Top of Page text
What did FDA decide about Moderna's flu shot?
Agency moves from rejection to reconsideration
Regulators initially declined to accept a major vaccine maker’s application for a new mRNA influenza vaccine, citing concerns about the design and control used in the pivotal trial. Agency reviewers said the trial did not compare the investigational product against the best available standard, a problem that made the data inadequate for a straightforward approval pathway.
After public attention and discussions between the company and officials, the regulator reversed course and agreed to review the application. The change of stance has exposed internal disagreement about review standards and has raised worries across the vaccine industry about regulatory predictability.
What this means in practice
- The application will now enter the standard review process rather than being dismissed outright.
- The agency may seek additional analyses or clarifications about the comparator used in the company’s trial and how that choice affects interpretation of efficacy.
- The decision has prompted debate about the consistency of regulatory decisions and the potential chilling effect on vaccine innovation.
Bottom of Page text
_What you need to do_:
A. Using the article on the FDA and the mRNA flu shot, explain in one to three sentences why regulators at first declined to accept the application.
B. Update the article, starting with "After public attention" and going on through "interpretation of efficacy.", so that "comparator" is replaced by "reference vaccine".
The records have nothing to do with the article.
Top of Source information
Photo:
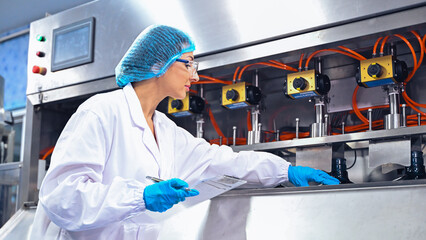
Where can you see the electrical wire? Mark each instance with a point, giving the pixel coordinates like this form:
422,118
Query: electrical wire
329,50
353,52
355,157
261,63
214,80
301,61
Bottom of Source information
_Answers to this exercise_:
A. Regulators cited concerns about the design and control of the pivotal trial. Reviewers said the trial did not compare the investigational product against the best available standard, which made the data inadequate for a straightforward approval pathway.

B.
After public attention and discussions between the company and officials, the regulator reversed course and agreed to review the application. The change of stance has exposed internal disagreement about review standards and has raised worries across the vaccine industry about regulatory predictability.
What this means in practice
- The application will now enter the standard review process rather than being dismissed outright.
- The agency may seek additional analyses or clarifications about the reference vaccine used in the company’s trial and how that choice affects interpretation of efficacy.